**Entnommenes Material**

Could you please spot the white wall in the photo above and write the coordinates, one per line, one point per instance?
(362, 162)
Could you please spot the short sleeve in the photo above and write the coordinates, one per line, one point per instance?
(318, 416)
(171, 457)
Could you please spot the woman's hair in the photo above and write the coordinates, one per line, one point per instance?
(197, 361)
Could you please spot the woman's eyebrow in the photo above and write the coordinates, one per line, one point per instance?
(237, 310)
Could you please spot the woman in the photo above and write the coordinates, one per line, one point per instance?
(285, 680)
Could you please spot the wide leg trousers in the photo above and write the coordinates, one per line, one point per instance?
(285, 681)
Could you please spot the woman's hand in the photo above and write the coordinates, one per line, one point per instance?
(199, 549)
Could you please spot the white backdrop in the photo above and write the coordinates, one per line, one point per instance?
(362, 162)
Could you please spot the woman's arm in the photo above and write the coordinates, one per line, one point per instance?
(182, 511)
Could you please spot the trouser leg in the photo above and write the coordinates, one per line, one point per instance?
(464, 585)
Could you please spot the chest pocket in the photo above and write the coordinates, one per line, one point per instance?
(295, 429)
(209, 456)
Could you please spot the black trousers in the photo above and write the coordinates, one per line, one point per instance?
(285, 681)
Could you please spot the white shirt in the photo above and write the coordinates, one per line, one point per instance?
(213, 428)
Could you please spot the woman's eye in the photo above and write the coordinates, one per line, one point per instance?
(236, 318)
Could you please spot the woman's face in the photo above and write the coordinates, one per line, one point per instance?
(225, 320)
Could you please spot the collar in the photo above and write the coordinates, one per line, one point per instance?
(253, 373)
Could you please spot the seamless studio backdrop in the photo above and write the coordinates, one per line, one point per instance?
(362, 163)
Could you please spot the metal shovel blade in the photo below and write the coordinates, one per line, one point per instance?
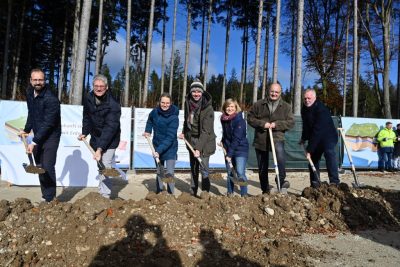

**Ihre Aufgabe**
Schreiben Sie sämtliche Datensätze oben Zeile für Zeile unverändert ab, lassen Sie die Bilder dabei jedoch weg.

**Vollständige Antwort**
Could you please spot the white wall in the photo above and write the coordinates, one per line, one point per instance?
(362, 162)
Could you please spot the short sleeve in the photo above and write the coordinates, one per line, one point per instance?
(318, 416)
(171, 457)
Could you please spot the woman's hair in the photo above and write the coordinates, one per line, one point per instance?
(197, 361)
Could you please spot the woman's eyebrow in the photo above and write the coordinates, one per line, one point per instance?
(237, 310)
Could you please spot the woman in the photo above and write the coordinates, one per line, one point per instance?
(285, 680)
Could you please spot the wide leg trousers in the photo above and write the coordinates, one per line, one point per instance?
(285, 681)
Could you please spot the woman's hand in the photo above and write the coordinates, one per line, one point per instance?
(199, 549)
Could you please spot the white backdrop in the photo above and write the coordinates, one per line, one point per instance?
(362, 162)
Could you please spot the woman's arm in the photo above and write the coordinates, one per line, one point per instance?
(182, 511)
Could you please spot the trouser leg in the photo above and write the coordinates, one per line, one point per instance?
(464, 585)
Could you please spot the chest pocket in the photo above and write the coordinates, one per line, one point per instance?
(295, 429)
(209, 456)
Could you please spot the black trousers in the photo above and write the coordinates, one per line, one point per instance?
(285, 681)
Could you please spot the white shirt in the photo above and write the coordinates, one per line, one point per instance?
(213, 428)
Could you please spot the woman's eye in the photo above and write the coordinates, one per line, one point per instance?
(236, 318)
Could you please spot the woman's face in the photo above and write the coordinates, one per line, one point per instance?
(225, 320)
Could you please spot the collar in the photo above and write the coordinates, one per line, one point per instance?
(253, 373)
Could you please spot the seamless studio backdrop in the photo above and write the coordinates, one per line, one point per instance?
(362, 163)
Could you please spot the metal shovel blade in the photo below and write the coordinates, one per line, one point per instance?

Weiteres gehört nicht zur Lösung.